● **SET TASKS**
1 > In the patent record below, rewrite the paragraph beginning "This application discloses a radio frequency circuit" as a short bulleted list that keeps its main facts.
2 > Answer these questions from the patent record below, one line each:
(a) Which company is listed as the assignee?
(b) What is the priority date?
(c) According to claim 2, what is the input terminal of the first register connected to?
3 > List every inventor named in the patent record below.

● **DOCUMENT PASSAGE**
┌──

This application discloses a radio frequency circuit and an electronic device. The radio frequency circuit includes a radio frequency integrated component and a controller. The radio frequency integrated component includes a first radio frequency port, a second radio frequency port, a third radio frequency port, two antenna ports, two single-pole multi-throw switches, and two filtering components. The controller is configured to control the first single-pole multi-throw switch to select a transmission link in which the first radio frequency port, the first filtering component, and the first antenna port are located; or control the first single-pole multi-throw switch to select a transmission link in which the second radio frequency port and the first antenna port are located, and control the second single-pole multi-throw switch to select a transmission link in which the third radio frequency port, the second filtering component, and the second antenna port are located.

Inventors

  • Qiang Huo
  • Tao Sun
  • HAIGUANG ZHAO

Assignees

  • HONOR DEVICE CO., LTD.

Dates

Publication Date
20260507
Application Date
20251222
Priority Date
20230710

Claims (20)

  1. 1 . A radio frequency circuit, comprising: a radio frequency integrated component and a controller, wherein the radio frequency integrated component comprises a first antenna port, a second antenna port, a first single-pole multi-throw switch, a second single-pole multi-throw switch, a first filtering component, a second filtering component, a first radio frequency port, a second radio frequency port, and a third radio frequency port; the first antenna port is configured to connect to an antenna, and the first antenna port is connected to a common terminal of the first single-pole multi-throw switch; a first active terminal of the first single-pole multi-throw switch is connected to the first radio frequency port by using the first filtering component, and a second active terminal of the first single-pole multi-throw switch is connected to the second radio frequency port; the second radio frequency port is connected to the second antenna port, and the second antenna port is connected to a common terminal of the second single-pole multi-throw switch; a first active terminal of the second single-pole multi-throw switch is connected to the third radio frequency port by using the second filtering component; and the controller is configured to: control the first single-pole multi-throw switch to select a transmission link in which the first radio frequency port, the first filtering component, and the first antenna port are located; or control the first single-pole multi-throw switch to select a transmission link in which the second radio frequency port and the first antenna port are located, and control the second single-pole multi-throw switch to select a transmission link in which the third radio frequency port, the second filtering component, and the second antenna port are located.
  2. 2 . The radio frequency circuit according to claim 1 , wherein the radio frequency integrated component comprises a first register, an input terminal of the first register is connected to the controller, and an output terminal of the first register is connected to a control terminal of the first single-pole multi-throw switch; and the controller is specifically configured to: send first configuration information and third configuration information to the first register, wherein the first configuration information is used to control the first active terminal of the first single-pole multi-throw switch to be connected to the common terminal of the first single-pole multi-throw switch, and the third configuration information is used to control the second active terminal of the first single-pole multi-throw switch to be connected to the common terminal of the first single-pole multi-throw switch.

└──

● **GIVEN DATA**
┌──

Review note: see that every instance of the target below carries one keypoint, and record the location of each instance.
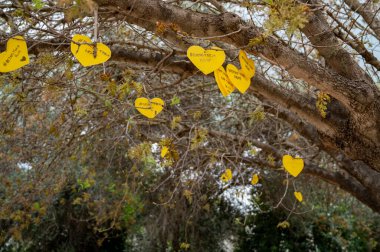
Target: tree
(315, 94)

└──

● **RESPONSES TO THE TASKS**
1 >
- The application covers a radio frequency circuit and an electronic device.
- The circuit has a radio frequency integrated component and a controller.
- The integrated component contains three radio frequency ports, two antenna ports, two single-pole multi-throw switches, and two filtering components.
- The controller can make the first switch select the link through the first radio frequency port, the first filtering component, and the first antenna port.
- Alternatively, the controller can make the first switch select the link through the second radio frequency port and the first antenna port. It then makes the second switch select the link through the third radio frequency port, the second filtering component, and the second antenna port.

2 >
(a) HONOR DEVICE CO., LTD.
(b) 20230710
(c) The controller

3 >
- Qiang Huo
- Tao Sun
- HAIGUANG ZHAO